As it relates to this topic, it could be defined as an unwavering or unchanging set of rules within the system which can be relied upon.
For example in say Etherium, there is a lot of rules that are consistent that people can rely on. If there wasn’t that consistency in the protocol, people wouldn’t trust the system. Things are meant to work this way, consistently. It’s not gonna work this way for me and that way for you. There’s no consistency there at all.
Let us take now for example, in Bitcoin. There is a lot of people buying into it because of limited supply. There’s a lot of perceived value there from scarcity. As we know in the markets, scarcity generally drives value in the form of fear, usually fear of missing out, or fear as it’s related to greed. And you don’t need a degree in economics to figure out you’ve got the supply going down, as the Bitcoin halving happens every four years, you’ve got demand going up because more people are attracted to this mechanism, and you know, that’s a recipe for the price going up over time, unless, of course, there’s a critical error along the way, or, something happens which really undermines the system, somehow, in which case, people move to another system.
This is why generally you’ll see, for example, the coin market cap of certain cryptocurrencies that have a very limited amount of coins, have a generally, assuming that the coin has actual utility and value, the coin itself is worth more, while coins that have, say, billions and billions and billions and billions in distribution, are generally worth a lot less. Just supply and demand, really.
Now, in Bitcoin, there are checks and balances to assure that one day we won’t have to wake up and notice that Bitcoin block reward has changed completely and it’s not every 10 minutes anymore, it’s every two minutes, and the total amount changed to 210 million, because why not? It’s not longer 21 million. Can you imagine the uproar that would happen in the community? All the companies, all the people that have invested billions of dollars and time as well, Reddit would be on fire. I’d feel sorry for the mods that day, if consistency was not a factor within the protocol.

---*---

## [Required tasks]
- A) In the passage on protocol consistency, why does the writer expect Bitcoin's price to rise over time? Answer in one to three sentences.
- B) Please quote the passage on protocol consistency, beginning at the words "For example in" and stopping after "there at all.".

---*---

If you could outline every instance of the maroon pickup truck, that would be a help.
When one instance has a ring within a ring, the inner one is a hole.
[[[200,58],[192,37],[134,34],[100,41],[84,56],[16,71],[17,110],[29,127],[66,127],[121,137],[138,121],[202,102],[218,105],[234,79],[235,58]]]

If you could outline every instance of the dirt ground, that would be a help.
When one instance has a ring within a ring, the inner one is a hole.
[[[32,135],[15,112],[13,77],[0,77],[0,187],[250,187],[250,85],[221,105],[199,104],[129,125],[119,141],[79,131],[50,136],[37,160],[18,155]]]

---*---

## [Responses to the tasks]
- A) Supply is going down because the Bitcoin halving happens every four years, and demand is going up because more people are attracted to the mechanism. The writer says that combination pushes the price up over time. The exception is a critical error or something that undermines the system, which would lead people to move to another system.

- B)
For example in say Etherium, there is a lot of rules that are consistent that people can rely on. If there wasn’t that consistency in the protocol, people wouldn’t trust the system. Things are meant to work this way, consistently. It’s not gonna work this way for me and that way for you. There’s no consistency there at all.